▶ **Exercise directions**
Rewrite the entries below as a numbered list with one line per item, dropping the blank lines and leaving out the pictures.

▶ **Task inputs**

+++

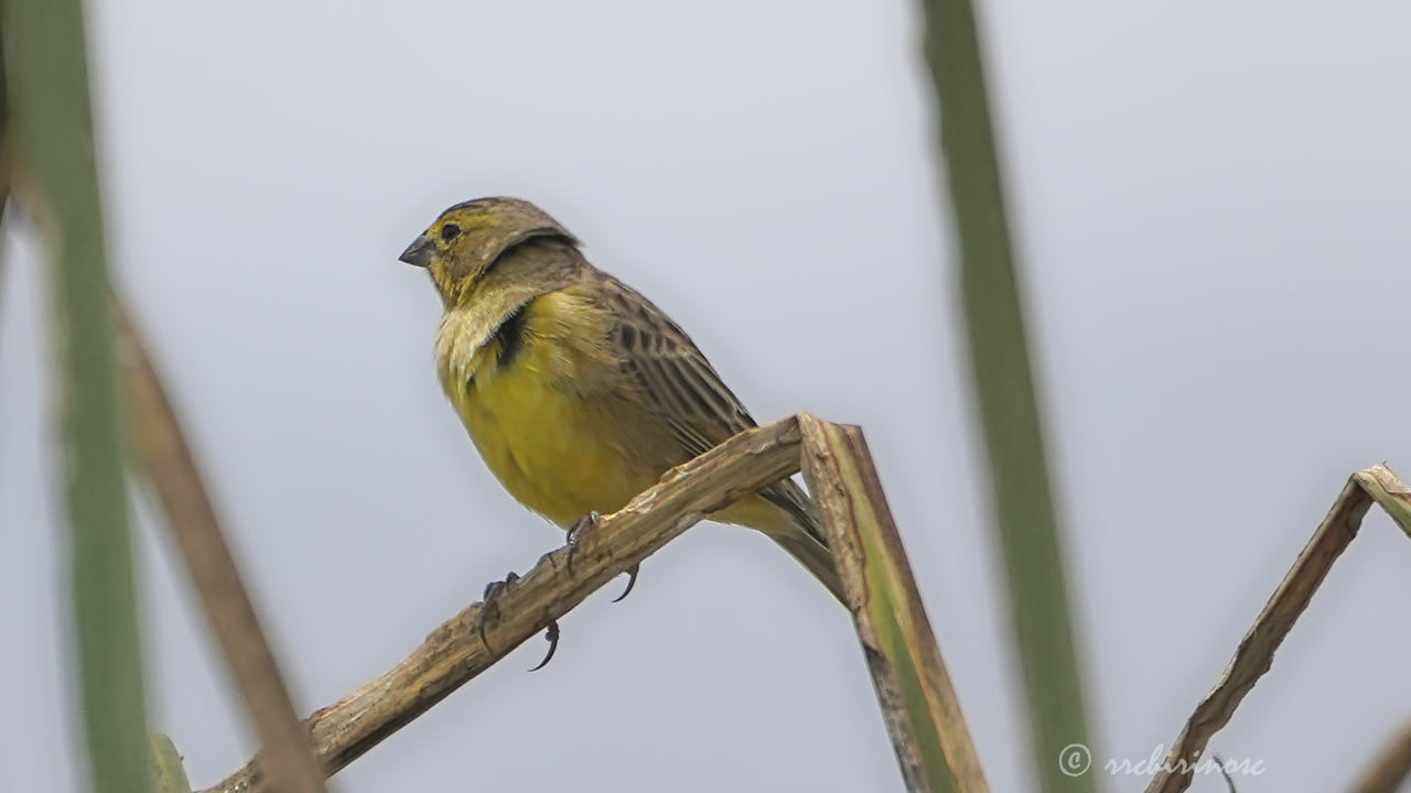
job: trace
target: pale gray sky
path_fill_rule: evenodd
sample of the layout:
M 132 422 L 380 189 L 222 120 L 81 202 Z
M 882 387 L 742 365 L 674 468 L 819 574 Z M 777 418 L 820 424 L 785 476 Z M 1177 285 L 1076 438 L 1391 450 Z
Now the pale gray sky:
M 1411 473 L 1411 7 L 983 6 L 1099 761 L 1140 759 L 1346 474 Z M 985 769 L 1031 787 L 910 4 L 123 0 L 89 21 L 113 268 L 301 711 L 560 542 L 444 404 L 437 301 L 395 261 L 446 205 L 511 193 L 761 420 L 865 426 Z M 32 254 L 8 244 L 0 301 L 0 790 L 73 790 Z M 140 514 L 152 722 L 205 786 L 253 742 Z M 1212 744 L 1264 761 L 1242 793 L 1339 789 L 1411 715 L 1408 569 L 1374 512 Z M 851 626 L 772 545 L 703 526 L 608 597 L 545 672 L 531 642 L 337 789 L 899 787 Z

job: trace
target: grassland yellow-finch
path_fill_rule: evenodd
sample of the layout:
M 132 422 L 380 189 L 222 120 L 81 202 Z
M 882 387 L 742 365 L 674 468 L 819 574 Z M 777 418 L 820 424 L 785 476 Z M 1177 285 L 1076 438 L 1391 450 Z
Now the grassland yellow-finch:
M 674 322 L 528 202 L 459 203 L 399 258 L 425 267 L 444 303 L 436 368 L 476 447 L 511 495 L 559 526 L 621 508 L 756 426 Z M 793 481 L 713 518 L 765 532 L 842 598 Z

+++

▶ **Full output**
1. job: trace
2. target: pale gray sky
3. path_fill_rule: evenodd
4. sample of the layout:
5. M 132 422 L 380 189 L 222 120 L 81 202 Z
6. M 882 387 L 742 365 L 674 468 L 819 574 Z M 777 418 L 820 424 L 785 476 Z M 1177 285 L 1076 438 L 1391 450 Z
7. Now the pale gray sky:
8. M 1411 473 L 1411 7 L 983 6 L 1099 761 L 1140 759 L 1346 474 Z M 985 769 L 1031 787 L 910 4 L 123 0 L 89 21 L 113 268 L 301 711 L 560 542 L 444 404 L 437 301 L 395 261 L 446 205 L 511 193 L 761 420 L 865 426 Z M 32 254 L 8 244 L 0 301 L 0 790 L 73 790 Z M 140 514 L 152 722 L 205 786 L 253 742 Z M 1212 744 L 1264 761 L 1242 793 L 1339 789 L 1411 715 L 1408 569 L 1374 512 Z M 851 626 L 772 545 L 703 526 L 608 597 L 545 672 L 531 642 L 337 789 L 899 787 Z
9. job: trace
10. target: grassland yellow-finch
11. path_fill_rule: evenodd
12. sample of the layout:
13. M 132 422 L 380 189 L 222 120 L 81 202 Z
14. M 882 387 L 742 365 L 674 468 L 819 574 Z M 777 418 L 820 424 L 785 476 Z M 1177 285 L 1076 438 L 1391 450 Z
15. Now the grassland yellow-finch:
16. M 674 322 L 528 202 L 459 203 L 399 258 L 425 267 L 444 303 L 436 368 L 476 447 L 511 495 L 559 526 L 621 508 L 756 426 Z M 793 481 L 713 518 L 765 532 L 842 598 Z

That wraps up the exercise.